* **Passage to read**
Alpha feature: Running on bare metal

We recommend using Docker to run the model scripts, as that provides a consistent environment where the script can install all the necessary dependencies to run the models in this repo. For this reason, the tutorials and model README files provide instructions on how to run the model in a Docker container. However, if you need to run without Docker, the instructions below describe how that can be done using the launch_benchmark.py script.

Prerequisites for running on bare metal

Before running a model, you must also install all the dependencies that are required to run that model. (Note: the --noinstall flag defaults to 'True' when running on bare metal.)

Basic requirements for running all models include:

Individual models may have additional dependencies that need to be installed. The easiest way is to find this out find the model's function in the start.sh script and check if any additional dependencies are being installed. For example, many of the Object Detection models require the python cocoapi and dependencies from a requirements.txt file to be installed.

Running the launch script on bare metal

Once you have installed all of the requirements necessary to run the model, you can follow the tutorials or model README files for instructions on getting the required code repositories, dataset, and pretrained model. Once you get to the step for running the launch_benchmark.py script, omit the --docker-image arg to run without a Docker container. If you run on Windows, please check the instructions for the environment setup and running the available models. If you have installed the model dependencies in a virtual environment be sure that you are calling the proper python executable, which includes the dependencies that you installed in the previous step.

* **Records to use**
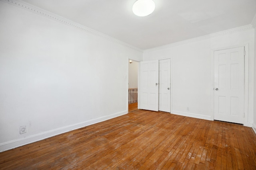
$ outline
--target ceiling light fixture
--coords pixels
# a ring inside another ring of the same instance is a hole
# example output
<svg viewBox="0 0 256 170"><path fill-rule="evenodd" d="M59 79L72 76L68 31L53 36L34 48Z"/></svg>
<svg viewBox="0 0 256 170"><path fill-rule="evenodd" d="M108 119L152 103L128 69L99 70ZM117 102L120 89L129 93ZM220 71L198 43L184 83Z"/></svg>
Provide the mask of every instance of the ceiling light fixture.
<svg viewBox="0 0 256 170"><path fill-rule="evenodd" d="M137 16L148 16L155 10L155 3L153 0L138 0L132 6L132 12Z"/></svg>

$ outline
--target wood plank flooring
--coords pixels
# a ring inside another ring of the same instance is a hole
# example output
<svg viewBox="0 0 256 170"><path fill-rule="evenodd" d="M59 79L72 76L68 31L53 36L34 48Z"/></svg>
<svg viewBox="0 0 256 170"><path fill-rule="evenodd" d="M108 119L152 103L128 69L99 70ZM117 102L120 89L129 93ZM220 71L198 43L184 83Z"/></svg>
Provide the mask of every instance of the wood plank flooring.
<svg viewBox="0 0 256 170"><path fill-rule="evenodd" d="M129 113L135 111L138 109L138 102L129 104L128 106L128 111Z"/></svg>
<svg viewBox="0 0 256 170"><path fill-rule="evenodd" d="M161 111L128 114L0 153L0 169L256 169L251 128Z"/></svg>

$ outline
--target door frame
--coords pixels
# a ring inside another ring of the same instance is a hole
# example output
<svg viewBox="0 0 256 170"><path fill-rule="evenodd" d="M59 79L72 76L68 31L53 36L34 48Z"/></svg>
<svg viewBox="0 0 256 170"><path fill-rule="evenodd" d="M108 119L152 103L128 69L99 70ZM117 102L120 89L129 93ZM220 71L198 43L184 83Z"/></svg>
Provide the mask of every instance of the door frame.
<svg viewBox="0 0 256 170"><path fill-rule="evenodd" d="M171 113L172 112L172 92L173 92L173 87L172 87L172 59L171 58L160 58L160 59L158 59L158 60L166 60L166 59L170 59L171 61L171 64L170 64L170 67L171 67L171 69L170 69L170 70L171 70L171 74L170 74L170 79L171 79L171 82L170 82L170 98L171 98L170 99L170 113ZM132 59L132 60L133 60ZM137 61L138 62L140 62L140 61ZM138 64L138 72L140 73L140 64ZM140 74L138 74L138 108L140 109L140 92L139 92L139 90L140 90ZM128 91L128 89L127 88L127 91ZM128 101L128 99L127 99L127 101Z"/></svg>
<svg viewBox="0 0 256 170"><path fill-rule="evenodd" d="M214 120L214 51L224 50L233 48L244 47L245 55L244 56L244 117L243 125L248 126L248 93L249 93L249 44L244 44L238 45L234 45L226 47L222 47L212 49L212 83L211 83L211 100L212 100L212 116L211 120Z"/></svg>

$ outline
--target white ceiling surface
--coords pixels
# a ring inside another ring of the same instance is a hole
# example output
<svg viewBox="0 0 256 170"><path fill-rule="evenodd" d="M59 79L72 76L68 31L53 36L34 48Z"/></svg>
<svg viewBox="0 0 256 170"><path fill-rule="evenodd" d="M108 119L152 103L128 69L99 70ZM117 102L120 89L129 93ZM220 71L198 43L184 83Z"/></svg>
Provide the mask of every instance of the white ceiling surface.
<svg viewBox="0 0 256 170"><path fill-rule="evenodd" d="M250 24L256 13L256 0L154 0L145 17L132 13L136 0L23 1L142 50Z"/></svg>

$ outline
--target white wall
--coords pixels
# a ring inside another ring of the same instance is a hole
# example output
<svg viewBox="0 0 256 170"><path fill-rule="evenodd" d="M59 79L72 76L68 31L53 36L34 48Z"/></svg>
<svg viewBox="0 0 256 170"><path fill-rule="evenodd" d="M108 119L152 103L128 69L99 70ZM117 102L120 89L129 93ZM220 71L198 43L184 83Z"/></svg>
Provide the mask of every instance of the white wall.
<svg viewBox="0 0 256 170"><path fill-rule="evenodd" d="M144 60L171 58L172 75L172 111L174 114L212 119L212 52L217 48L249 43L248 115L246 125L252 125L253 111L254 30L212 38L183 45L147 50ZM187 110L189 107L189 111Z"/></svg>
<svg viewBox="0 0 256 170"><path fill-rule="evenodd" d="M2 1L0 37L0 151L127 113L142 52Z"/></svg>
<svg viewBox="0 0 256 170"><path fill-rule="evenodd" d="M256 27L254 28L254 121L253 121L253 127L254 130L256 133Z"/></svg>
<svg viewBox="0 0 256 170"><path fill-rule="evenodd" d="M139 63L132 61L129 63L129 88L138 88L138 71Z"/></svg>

==

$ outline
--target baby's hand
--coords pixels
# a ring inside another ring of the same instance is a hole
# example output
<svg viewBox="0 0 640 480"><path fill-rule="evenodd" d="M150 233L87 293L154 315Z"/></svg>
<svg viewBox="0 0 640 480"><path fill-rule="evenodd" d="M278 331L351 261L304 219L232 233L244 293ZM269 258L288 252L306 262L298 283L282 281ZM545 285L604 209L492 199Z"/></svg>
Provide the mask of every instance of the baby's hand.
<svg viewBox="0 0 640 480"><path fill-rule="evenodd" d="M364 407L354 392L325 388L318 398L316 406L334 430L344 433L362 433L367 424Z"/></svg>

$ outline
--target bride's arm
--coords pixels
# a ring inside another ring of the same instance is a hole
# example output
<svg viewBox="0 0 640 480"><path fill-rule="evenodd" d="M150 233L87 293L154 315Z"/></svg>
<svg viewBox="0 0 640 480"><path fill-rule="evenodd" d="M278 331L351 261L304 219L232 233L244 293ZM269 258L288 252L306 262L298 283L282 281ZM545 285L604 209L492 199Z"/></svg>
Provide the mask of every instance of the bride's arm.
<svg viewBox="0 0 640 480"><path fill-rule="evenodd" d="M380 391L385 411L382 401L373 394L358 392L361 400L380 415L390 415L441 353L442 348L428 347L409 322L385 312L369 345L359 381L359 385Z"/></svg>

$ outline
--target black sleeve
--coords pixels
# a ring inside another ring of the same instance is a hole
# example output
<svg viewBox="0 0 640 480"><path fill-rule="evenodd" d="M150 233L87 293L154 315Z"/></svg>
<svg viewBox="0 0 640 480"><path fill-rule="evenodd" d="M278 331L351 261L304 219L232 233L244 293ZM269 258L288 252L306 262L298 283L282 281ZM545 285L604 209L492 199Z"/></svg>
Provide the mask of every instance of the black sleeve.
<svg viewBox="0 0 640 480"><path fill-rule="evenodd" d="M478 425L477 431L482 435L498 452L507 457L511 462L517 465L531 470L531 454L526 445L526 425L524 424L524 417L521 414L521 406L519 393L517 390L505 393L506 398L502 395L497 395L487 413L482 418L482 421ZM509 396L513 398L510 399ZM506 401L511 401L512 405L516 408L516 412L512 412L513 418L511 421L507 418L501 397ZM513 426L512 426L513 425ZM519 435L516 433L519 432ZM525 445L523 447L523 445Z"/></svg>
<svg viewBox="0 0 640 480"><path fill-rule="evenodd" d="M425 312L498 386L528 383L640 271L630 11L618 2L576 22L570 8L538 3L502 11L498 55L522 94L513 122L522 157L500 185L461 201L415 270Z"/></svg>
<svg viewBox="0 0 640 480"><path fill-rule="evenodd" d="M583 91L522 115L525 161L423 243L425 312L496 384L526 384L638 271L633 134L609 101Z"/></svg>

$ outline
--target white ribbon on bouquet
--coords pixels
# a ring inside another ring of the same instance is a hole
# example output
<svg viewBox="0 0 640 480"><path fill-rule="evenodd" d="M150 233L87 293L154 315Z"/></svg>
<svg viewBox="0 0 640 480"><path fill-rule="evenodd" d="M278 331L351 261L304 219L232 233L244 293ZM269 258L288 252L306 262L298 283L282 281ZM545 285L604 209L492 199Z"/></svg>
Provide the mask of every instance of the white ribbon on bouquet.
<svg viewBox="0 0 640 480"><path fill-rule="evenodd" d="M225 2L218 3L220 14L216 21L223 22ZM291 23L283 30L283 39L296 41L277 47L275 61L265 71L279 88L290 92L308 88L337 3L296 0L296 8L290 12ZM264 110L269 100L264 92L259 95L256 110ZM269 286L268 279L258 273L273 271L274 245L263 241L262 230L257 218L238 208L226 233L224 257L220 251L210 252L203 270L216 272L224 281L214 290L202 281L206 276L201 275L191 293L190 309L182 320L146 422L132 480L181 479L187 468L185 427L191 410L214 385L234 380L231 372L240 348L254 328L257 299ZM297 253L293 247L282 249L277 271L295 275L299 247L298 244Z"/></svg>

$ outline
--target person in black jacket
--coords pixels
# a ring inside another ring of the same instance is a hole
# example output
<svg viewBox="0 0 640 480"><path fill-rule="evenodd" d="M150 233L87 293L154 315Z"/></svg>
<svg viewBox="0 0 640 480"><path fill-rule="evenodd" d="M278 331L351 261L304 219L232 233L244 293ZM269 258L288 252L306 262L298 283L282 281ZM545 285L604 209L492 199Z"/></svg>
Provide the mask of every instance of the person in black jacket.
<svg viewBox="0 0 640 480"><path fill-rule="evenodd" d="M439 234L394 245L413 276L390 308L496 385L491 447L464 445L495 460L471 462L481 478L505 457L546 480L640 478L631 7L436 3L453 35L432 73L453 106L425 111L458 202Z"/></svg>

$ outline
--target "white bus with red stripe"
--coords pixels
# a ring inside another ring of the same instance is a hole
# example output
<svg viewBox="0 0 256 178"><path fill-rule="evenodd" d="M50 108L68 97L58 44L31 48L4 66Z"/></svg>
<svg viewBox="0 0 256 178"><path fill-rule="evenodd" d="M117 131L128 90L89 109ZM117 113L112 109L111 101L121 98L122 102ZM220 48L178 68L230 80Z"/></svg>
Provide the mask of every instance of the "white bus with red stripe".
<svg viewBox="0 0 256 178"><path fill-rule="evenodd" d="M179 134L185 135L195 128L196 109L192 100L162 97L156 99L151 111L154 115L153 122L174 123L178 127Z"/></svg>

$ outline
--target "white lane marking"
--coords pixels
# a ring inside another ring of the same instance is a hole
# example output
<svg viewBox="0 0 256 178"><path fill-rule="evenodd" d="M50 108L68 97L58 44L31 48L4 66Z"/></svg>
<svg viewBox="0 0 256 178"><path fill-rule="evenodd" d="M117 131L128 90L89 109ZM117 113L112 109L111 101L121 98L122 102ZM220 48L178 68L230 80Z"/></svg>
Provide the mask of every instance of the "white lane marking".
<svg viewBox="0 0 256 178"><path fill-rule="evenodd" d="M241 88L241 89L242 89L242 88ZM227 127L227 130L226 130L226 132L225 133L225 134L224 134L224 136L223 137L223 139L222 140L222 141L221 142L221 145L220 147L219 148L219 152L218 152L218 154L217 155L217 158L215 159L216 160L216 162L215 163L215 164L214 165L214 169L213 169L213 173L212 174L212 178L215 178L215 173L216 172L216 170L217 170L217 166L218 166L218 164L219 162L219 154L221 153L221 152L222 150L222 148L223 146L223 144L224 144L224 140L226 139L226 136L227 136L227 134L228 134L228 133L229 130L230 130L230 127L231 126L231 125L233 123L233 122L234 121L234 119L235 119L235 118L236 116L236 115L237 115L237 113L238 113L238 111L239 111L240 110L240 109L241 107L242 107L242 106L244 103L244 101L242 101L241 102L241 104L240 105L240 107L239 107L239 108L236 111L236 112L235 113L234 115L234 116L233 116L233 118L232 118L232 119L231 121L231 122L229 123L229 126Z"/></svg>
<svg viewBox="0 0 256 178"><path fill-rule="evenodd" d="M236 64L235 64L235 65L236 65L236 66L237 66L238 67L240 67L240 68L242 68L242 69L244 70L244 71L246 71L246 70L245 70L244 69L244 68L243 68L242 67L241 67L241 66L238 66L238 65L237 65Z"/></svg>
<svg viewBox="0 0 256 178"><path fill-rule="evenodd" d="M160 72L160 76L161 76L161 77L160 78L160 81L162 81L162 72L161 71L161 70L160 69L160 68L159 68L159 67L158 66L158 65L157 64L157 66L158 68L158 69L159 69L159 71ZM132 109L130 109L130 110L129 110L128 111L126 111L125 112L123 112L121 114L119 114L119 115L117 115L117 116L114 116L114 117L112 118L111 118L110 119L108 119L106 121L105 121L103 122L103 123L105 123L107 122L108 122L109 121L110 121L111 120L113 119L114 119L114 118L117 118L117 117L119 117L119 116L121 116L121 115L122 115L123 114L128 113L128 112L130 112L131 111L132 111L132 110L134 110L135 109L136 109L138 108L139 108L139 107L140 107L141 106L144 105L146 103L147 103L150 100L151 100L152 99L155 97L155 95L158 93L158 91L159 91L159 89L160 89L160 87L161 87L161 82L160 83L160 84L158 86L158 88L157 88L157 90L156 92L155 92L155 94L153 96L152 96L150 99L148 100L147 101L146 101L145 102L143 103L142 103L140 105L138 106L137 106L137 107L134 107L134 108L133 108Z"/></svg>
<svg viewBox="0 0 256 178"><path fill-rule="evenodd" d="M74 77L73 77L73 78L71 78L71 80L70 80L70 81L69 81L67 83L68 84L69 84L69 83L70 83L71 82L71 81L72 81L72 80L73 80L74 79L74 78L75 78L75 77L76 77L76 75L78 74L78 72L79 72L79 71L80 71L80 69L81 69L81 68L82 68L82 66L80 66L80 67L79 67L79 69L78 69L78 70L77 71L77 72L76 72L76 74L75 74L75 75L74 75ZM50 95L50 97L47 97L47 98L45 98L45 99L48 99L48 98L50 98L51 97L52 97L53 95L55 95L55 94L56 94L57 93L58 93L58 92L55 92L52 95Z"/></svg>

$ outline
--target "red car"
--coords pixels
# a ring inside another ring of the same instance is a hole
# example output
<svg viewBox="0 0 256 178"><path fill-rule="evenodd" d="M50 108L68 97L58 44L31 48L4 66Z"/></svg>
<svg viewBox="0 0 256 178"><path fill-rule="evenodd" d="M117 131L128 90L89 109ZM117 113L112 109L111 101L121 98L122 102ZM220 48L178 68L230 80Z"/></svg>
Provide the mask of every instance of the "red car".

...

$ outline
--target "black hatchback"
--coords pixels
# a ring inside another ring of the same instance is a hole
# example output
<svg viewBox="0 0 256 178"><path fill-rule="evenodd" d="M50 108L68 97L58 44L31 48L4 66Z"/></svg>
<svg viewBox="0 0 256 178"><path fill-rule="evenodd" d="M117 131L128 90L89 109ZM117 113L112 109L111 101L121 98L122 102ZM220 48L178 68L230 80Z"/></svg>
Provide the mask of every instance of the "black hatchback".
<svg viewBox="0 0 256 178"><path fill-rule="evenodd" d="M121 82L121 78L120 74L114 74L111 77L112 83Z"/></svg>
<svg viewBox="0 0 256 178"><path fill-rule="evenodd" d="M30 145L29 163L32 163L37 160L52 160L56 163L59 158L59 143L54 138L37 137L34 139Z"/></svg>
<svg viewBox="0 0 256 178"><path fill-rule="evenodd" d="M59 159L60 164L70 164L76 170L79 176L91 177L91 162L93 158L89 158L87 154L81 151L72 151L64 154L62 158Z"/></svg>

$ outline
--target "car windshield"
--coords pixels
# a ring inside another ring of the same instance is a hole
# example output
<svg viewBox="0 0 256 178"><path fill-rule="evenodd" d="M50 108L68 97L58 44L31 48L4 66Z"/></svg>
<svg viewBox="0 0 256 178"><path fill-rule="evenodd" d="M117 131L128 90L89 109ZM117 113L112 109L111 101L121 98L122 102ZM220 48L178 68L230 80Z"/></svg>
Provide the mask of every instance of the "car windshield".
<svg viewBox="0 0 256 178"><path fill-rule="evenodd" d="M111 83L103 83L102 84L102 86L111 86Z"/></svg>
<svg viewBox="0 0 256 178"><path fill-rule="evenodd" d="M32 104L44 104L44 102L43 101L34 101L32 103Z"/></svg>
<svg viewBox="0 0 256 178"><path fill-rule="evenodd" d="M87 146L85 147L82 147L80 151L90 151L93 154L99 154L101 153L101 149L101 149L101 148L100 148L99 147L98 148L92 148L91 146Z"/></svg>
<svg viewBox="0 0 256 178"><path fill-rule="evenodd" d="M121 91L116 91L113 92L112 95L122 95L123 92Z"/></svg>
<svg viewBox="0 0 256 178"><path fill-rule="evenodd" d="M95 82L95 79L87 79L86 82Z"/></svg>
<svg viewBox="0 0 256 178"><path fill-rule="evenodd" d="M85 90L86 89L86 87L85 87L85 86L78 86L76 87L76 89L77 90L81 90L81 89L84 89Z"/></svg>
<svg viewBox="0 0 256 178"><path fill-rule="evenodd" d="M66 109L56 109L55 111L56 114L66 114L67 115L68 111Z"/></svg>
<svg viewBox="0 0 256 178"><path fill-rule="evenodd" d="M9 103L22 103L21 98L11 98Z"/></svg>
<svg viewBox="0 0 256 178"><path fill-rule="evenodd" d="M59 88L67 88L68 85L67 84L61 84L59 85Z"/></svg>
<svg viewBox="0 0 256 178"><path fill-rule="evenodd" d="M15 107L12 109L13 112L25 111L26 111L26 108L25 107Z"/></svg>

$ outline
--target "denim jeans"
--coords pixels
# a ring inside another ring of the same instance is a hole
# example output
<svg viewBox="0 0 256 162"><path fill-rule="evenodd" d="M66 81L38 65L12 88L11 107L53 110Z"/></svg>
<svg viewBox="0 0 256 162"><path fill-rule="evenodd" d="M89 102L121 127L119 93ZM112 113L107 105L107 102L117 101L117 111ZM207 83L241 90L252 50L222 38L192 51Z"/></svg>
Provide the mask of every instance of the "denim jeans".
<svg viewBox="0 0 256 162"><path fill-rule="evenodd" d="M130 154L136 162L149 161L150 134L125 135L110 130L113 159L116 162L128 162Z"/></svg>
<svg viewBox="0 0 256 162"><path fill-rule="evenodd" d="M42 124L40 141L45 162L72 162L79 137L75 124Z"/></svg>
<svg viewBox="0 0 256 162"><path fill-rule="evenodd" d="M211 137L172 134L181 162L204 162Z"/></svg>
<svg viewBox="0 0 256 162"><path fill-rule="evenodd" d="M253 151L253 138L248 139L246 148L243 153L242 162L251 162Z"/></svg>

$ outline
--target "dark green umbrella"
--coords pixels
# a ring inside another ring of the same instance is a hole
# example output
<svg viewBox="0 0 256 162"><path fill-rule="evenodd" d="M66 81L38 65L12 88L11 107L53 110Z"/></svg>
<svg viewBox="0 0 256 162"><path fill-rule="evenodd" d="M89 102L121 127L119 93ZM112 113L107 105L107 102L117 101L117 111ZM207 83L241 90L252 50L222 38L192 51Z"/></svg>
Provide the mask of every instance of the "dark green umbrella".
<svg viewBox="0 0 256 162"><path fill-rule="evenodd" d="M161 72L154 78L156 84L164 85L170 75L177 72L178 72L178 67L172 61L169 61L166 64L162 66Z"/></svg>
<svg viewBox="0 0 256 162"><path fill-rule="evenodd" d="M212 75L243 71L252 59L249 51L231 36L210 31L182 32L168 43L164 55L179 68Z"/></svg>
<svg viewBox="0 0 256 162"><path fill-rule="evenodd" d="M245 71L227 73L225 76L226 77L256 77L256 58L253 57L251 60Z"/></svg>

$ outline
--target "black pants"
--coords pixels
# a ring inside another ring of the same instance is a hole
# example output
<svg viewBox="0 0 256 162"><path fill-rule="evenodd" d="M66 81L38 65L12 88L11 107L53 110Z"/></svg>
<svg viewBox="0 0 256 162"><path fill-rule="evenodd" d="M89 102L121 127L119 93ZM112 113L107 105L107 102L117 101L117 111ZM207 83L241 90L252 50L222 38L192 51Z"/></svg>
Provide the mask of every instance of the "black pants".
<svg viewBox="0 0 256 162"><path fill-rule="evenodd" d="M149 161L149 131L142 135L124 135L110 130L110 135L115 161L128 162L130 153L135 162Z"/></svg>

* **Exercise set**
1. Please reproduce the bare-metal setup text word for word, in full.
2. Count how many lines of the records contain the string "ceiling", and give only that number.

* **Answers provided**
1.
Alpha feature: Running on bare metal

We recommend using Docker to run the model scripts, as that provides a consistent environment where the script can install all the necessary dependencies to run the models in this repo. For this reason, the tutorials and model README files provide instructions on how to run the model in a Docker container. However, if you need to run without Docker, the instructions below describe how that can be done using the launch_benchmark.py script.

Prerequisites for running on bare metal

Before running a model, you must also install all the dependencies that are required to run that model. (Note: the --noinstall flag defaults to 'True' when running on bare metal.)

Basic requirements for running all models include:

Individual models may have additional dependencies that need to be installed. The easiest way is to find this out find the model's function in the start.sh script and check if any additional dependencies are being installed. For example, many of the Object Detection models require the python cocoapi and dependencies from a requirements.txt file to be installed.

Running the launch script on bare metal

Once you have installed all of the requirements necessary to run the model, you can follow the tutorials or model README files for instructions on getting the required code repositories, dataset, and pretrained model. Once you get to the step for running the launch_benchmark.py script, omit the --docker-image arg to run without a Docker container. If you run on Windows, please check the instructions for the environment setup and running the available models. If you have installed the model dependencies in a virtual environment be sure that you are calling the proper python executable, which includes the dependencies that you installed in the previous step.

2. 4